▶ **Trecho para leitura**:
━━━━━━

O prefeito de Gravataí Luiz Zaffalon (PSDB) e o presidente do Sindicato dos Metalúrgicos de Gravataí Valcir Ascari, o “Quebra-Molas”, alinharam discursos e estratégias em defesa da General Motors diante do avanço dos carros chineses, especialmente da montadora BYD. O encontro entre os dois ocorreu na última semana e tem como pano de fundo a crescente importação de veículos elétricos em regime SKD — ou seja, quase prontos, com apenas a finalização no Brasil.
– Estamos falando de carros que chegam ao país até pintados. Só se monta o pneu aqui. Isso não é produção nacional. É risco real de desemprego em massa, especialmente no Sul do país – adverte Quebra-Molas, destacando a preocupação não apenas do sindicato local, mas da Confederação Nacional dos Metalúrgicos.
A crítica ocorre no momento em que a BYD opera sua nova unidade em Camaçari (BA) com esse modelo de montagem e pressionava o governo por redução tarifária. O movimento causou reação imediata das gigantes GM, Volkswagen, Toyota e Stellantis — todas com produção local consolidada — que se manifestaram por carta conjunta ao presidente Lula.
O documento denuncia concorrência desleal, risco à engenharia nacional e perda de empregos. A pressão surtiu efeito: o governo rejeitou o pedido da BYD e antecipou a retomada gradual da alíquota de importação, embora tenha concedido um alívio temporário com cotas livres de imposto até janeiro de 2026.
Gravataí como epicentro da indústria gaúcha
A mobilização ganha ainda mais peso quando se considera o papel central de Gravataí na indústria nacional. Conhecida como “Terra da GM”, a cidade viu sua história transformada desde a instalação da planta da General Motors, em 2000. Hoje, a fábrica emprega cerca de 5 mil trabalhadores, direta e indiretamente, representa metade da arrecadação do município e já produziu quase 5 milhões de veículos. A projeção para 2025 inclui novos investimentos de R$ 1,2 bilhão para a produção de um SUV inédito, voltado à eletrificação.
– O que está em jogo não é só o presente, mas o futuro da nossa cidade – alerta o prefeito.
– A GM colocou Gravataí no mapa do mundo. Agora, o risco é sairmos dele se aceitarmos que carros quase prontos entrem no país como se fossem fruto de cadeia produtiva brasileira.
Em discurso enfático, o prefeito também relacionou o cenário à baixa produtividade brasileira, apontando o Brasil na 78ª posição global: “Os chineses, pela eficiência e custo de mão de obra, acabarão com a indústria automotiva se não houver reação. Precisamos de 10 a 15 anos para nivelar a competição. E isso exige proteção estratégica.”
Alerta sindical e mobilização política
Segundo Quebra-Molas, a questão já foi levada ao vice-presidente Geraldo Alckmin e será pauta de audiência com o governador Eduardo Leite.

━━━━━━

▶ **Material fornecido**:
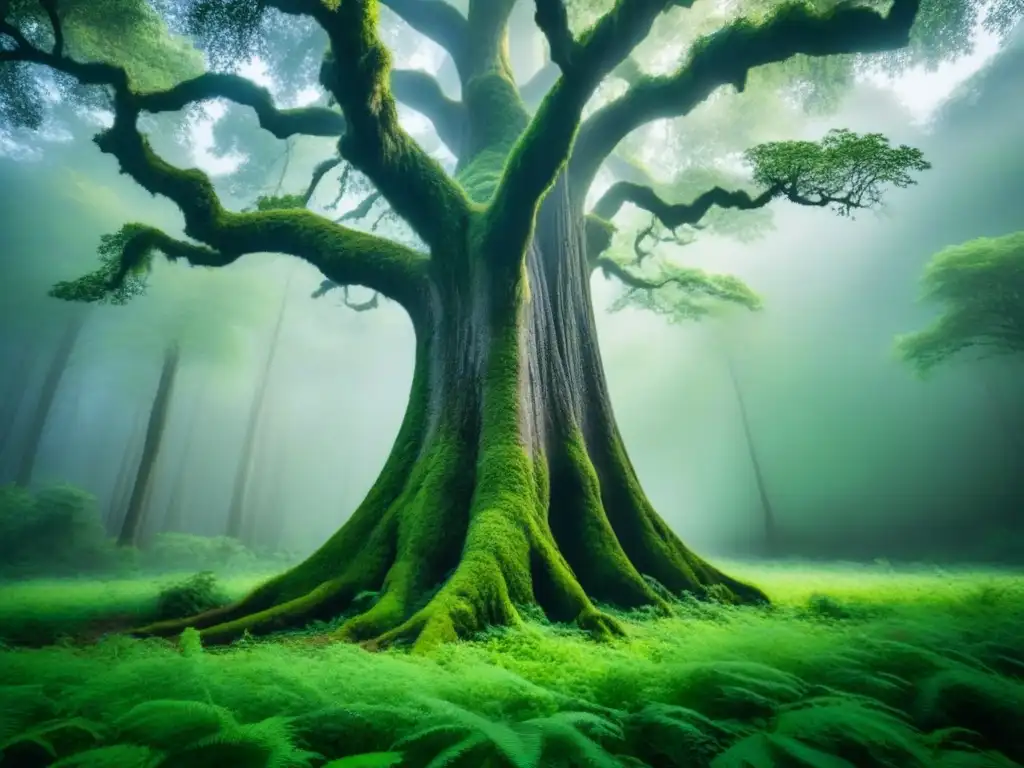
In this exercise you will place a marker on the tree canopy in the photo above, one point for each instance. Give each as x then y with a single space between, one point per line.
979 288
651 80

━━━━━━

No texto sobre a General Motors em Gravataí, quantos trabalhadores a fábrica emprega, direta e indiretamente? As linhas apresentadas não são necessárias.

Cerca de 5 mil trabalhadores.